**Source passage:**
Moreover, both “Gapydzhik” and “Gemigaya” mounts have placed themselves deep
in the mythologies of Azerbaijanis. One ancient myth of the region says that
Noah with his ark was looking for a place to land after the deluge.
According to the myth, first his ark hit the rock and Noah said, “Maybe it
is a mountain” and thus gave the name for Mount “Belke” (“Maybe” in
Azerbaijani) that stands uptown Ordubad. Then his ark hit another mountain,
and Noah said, “Be sure it is mountain (“Inan” ki dagdir”” in Azerbaijani)
and thus gave the name to Inan Dag that also is in Nackichevan (changed into
Ilan Dag i.e. “Snake” mountain in later centuries,). The myth finally “ends”
by heating the big piece of rock that caused Him to say “Finally it is a
mountain” (in Azerbaijani “Akhir” ki, dagdir””). Today the Turkish name of
Mount Ararat is “Agri” meaning “pain” that is also believed to be “changed”
throughout the centuries from “Akhir” (Kamil Veliyev, “Elin Yaddashi, Dilin
Yaddashi” (“Nation’s memory, Tongue’s memory”), Baku, Azerbaijan, 1988))

Another version of this myth said that actually Noah’s ark landed not in
Mount “Akhir” (Agri/Ararat), but on Mount Gapydzhik which means “Little
Door” probably to the new world and that is why its foothills are called
Gemiqaya (i.e. rock of vessel – ark). People living by this summit even
today insist on this version of “deluge” myth considering the ship-like form
of this mount – Gemigaya.

**Collected data:**
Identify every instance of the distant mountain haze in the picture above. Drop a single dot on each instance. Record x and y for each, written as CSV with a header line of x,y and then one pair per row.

**Required tasks:**
1. In the passage on the Noah myths, retype the part starting with "According to the" and going on through "Baku, Azerbaijan, 1988))".
2. According to the passage on the Noah myths, what does the name Gapydzhik mean?
3. Condense the paragraph of the passage on the Noah myths that begins "Another version of this myth" into a short bulleted list that keeps its main facts.

**Expected responses:**
1.
According to the myth, first his ark hit the rock and Noah said, “Maybe it
is a mountain” and thus gave the name for Mount “Belke” (“Maybe” in
Azerbaijani) that stands uptown Ordubad. Then his ark hit another mountain,
and Noah said, “Be sure it is mountain (“Inan” ki dagdir”” in Azerbaijani)
and thus gave the name to Inan Dag that also is in Nackichevan (changed into
Ilan Dag i.e. “Snake” mountain in later centuries,). The myth finally “ends”
by heating the big piece of rock that caused Him to say “Finally it is a
mountain” (in Azerbaijani “Akhir” ki, dagdir””). Today the Turkish name of
Mount Ararat is “Agri” meaning “pain” that is also believed to be “changed”
throughout the centuries from “Akhir” (Kamil Veliyev, “Elin Yaddashi, Dilin
Yaddashi” (“Nation’s memory, Tongue’s memory”), Baku, Azerbaijan, 1988))

2. "Little Door"

3.
- In this version, Noah's ark landed on Mount Gapydzhik, not on Mount "Akhir" (Agri/Ararat).
- Gapydzhik means "Little Door," probably to the new world.
- For this reason its foothills are called Gemiqaya, "rock of vessel" (ark).
- People living by the summit still insist on this version because of the ship-like form of Gemigaya.